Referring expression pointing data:
[Start of section]
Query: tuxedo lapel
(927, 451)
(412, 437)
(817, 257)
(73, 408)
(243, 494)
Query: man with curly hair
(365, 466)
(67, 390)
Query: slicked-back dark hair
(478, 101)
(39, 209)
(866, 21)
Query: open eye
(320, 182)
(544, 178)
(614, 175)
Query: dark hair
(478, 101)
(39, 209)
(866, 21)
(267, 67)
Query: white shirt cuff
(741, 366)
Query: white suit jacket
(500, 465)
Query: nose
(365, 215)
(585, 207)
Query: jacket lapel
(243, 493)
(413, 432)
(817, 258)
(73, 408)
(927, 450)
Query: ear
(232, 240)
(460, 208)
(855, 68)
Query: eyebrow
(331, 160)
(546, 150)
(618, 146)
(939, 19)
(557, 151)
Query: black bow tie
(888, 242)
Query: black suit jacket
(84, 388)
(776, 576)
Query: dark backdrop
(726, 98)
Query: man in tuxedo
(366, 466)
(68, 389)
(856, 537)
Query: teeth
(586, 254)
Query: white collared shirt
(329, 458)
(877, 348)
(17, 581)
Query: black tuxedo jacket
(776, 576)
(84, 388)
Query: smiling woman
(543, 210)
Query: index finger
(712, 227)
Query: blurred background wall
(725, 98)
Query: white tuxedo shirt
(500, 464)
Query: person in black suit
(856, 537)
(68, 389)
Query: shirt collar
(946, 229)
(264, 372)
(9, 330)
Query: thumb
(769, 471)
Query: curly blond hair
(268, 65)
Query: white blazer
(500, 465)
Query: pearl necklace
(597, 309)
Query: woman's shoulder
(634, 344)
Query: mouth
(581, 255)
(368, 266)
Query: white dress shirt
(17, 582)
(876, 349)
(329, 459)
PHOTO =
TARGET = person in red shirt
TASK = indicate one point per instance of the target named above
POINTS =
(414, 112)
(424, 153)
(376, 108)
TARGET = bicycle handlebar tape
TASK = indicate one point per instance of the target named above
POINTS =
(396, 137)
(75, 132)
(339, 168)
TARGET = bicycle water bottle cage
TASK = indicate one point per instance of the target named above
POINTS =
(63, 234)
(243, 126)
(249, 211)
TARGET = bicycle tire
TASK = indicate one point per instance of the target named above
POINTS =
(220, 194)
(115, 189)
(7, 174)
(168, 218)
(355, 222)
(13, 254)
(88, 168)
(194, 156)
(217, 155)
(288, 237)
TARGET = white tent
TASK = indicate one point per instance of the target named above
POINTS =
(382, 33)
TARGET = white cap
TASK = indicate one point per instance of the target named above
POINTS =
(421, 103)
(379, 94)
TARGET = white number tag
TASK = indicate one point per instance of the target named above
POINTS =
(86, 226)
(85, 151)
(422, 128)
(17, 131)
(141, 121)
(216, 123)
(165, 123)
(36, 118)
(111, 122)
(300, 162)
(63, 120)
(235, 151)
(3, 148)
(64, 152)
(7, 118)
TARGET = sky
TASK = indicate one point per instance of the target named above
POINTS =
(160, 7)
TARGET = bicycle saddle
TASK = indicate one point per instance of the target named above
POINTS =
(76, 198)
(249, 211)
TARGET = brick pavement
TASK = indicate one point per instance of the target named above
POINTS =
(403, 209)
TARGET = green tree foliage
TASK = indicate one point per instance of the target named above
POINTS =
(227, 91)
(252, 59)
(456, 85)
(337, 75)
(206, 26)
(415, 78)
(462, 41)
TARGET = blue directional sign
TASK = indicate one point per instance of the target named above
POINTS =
[End of section]
Task brief –
All lines of the data that hold "bicycle" need to be copied.

Output –
TARGET = bicycle handlebar tape
TARGET = bicycle water bottle cage
TARGET = bicycle tire
TARGET = bicycle saddle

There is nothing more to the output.